***** Exercise material *****

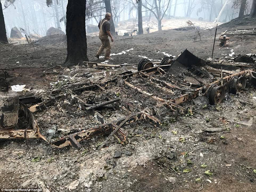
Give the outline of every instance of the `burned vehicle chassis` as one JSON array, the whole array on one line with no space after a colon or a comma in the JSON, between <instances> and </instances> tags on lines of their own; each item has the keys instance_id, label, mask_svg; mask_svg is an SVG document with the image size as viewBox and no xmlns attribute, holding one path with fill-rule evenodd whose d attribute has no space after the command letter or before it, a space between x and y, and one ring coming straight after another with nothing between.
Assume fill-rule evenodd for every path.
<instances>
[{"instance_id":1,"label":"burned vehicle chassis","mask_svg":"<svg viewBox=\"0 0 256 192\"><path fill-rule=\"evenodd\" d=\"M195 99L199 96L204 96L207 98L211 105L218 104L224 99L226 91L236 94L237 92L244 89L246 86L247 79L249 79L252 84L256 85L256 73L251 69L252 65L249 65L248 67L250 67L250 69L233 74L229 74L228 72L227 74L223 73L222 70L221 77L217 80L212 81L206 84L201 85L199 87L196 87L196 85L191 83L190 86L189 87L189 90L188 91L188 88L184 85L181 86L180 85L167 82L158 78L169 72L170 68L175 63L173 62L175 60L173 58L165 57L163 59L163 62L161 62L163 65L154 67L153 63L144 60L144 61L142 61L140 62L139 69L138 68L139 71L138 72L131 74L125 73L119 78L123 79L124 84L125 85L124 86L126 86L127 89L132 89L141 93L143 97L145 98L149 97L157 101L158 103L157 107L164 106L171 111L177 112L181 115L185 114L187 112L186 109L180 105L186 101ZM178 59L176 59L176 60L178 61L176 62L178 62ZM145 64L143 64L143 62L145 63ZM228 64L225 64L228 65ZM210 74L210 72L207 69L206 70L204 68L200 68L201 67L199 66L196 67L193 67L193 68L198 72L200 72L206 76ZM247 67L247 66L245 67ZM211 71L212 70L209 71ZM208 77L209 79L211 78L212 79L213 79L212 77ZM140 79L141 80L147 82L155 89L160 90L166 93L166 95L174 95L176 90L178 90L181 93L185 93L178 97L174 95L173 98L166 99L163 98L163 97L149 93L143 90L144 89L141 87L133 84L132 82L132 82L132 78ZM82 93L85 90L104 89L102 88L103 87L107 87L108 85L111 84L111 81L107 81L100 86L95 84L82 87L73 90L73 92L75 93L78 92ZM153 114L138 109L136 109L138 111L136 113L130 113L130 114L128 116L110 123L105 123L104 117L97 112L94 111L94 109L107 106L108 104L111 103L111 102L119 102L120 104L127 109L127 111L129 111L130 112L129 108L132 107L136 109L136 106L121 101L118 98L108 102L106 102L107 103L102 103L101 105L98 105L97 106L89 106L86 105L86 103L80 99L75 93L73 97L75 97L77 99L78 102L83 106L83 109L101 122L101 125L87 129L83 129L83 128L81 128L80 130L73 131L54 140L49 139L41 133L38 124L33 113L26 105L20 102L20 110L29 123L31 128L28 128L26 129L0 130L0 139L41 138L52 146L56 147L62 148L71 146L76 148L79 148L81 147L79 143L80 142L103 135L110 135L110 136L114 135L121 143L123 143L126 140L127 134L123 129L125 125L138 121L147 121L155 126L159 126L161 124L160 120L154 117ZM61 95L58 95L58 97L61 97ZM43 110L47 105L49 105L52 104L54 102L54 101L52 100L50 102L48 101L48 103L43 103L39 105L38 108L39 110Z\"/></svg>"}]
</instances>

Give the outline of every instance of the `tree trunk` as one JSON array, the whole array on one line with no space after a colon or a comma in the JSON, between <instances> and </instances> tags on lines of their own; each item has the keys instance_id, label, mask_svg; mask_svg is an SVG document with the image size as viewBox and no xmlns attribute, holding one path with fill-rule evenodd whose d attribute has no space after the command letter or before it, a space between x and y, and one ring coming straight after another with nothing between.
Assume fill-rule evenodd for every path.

*****

## Written task
Please count the lines of the data above that contain the string "instances", and give only the number.

## Exercise output
4